→ **Work instructions**: Rewrite the material below, replacing "Target" with "Category" and leaving everything else unchanged.
----
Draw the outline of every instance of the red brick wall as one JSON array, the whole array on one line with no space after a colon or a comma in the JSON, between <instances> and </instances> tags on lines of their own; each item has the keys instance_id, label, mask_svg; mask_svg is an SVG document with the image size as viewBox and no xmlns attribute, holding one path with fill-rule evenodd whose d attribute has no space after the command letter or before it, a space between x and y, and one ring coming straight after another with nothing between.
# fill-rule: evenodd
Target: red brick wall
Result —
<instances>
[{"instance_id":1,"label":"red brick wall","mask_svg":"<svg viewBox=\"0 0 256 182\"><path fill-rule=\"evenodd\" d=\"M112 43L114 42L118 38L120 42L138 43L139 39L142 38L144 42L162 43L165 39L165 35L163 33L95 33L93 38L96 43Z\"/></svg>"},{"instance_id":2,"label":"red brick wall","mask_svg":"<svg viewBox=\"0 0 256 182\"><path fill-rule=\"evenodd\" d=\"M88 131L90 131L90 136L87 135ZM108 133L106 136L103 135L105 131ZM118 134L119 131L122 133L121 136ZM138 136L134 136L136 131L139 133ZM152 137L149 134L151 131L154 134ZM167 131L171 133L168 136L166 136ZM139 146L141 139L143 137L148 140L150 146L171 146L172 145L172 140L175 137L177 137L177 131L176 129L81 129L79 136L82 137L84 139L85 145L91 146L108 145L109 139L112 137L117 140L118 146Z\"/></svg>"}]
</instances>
----
→ **Solution for this task**:
Draw the outline of every instance of the red brick wall as one JSON array, the whole array on one line with no space after a colon or a comma in the JSON, between <instances> and </instances> tags on lines of their own; each item has the keys instance_id, label, mask_svg; mask_svg is an SVG document with the image size as viewBox and no xmlns attribute, holding one path with fill-rule evenodd whose d attribute has no space after the command letter or before it, a space between x and y, and one ring coming straight after another with nothing between.
# fill-rule: evenodd
Category: red brick wall
Result —
<instances>
[{"instance_id":1,"label":"red brick wall","mask_svg":"<svg viewBox=\"0 0 256 182\"><path fill-rule=\"evenodd\" d=\"M112 43L114 42L118 38L120 42L138 43L139 39L142 38L144 42L162 43L165 39L165 35L163 33L95 33L93 38L96 43Z\"/></svg>"},{"instance_id":2,"label":"red brick wall","mask_svg":"<svg viewBox=\"0 0 256 182\"><path fill-rule=\"evenodd\" d=\"M88 131L90 131L90 136L87 135ZM108 133L106 136L103 135L105 131ZM118 134L119 131L122 133L121 136ZM138 136L134 136L136 131L139 133ZM152 137L149 134L151 131L154 134ZM167 131L171 133L168 136L166 136ZM139 146L141 139L143 137L148 140L150 146L171 146L172 145L172 140L175 137L177 137L177 131L176 129L81 129L79 136L82 137L84 139L85 145L91 146L108 145L109 139L112 137L117 140L118 146Z\"/></svg>"}]
</instances>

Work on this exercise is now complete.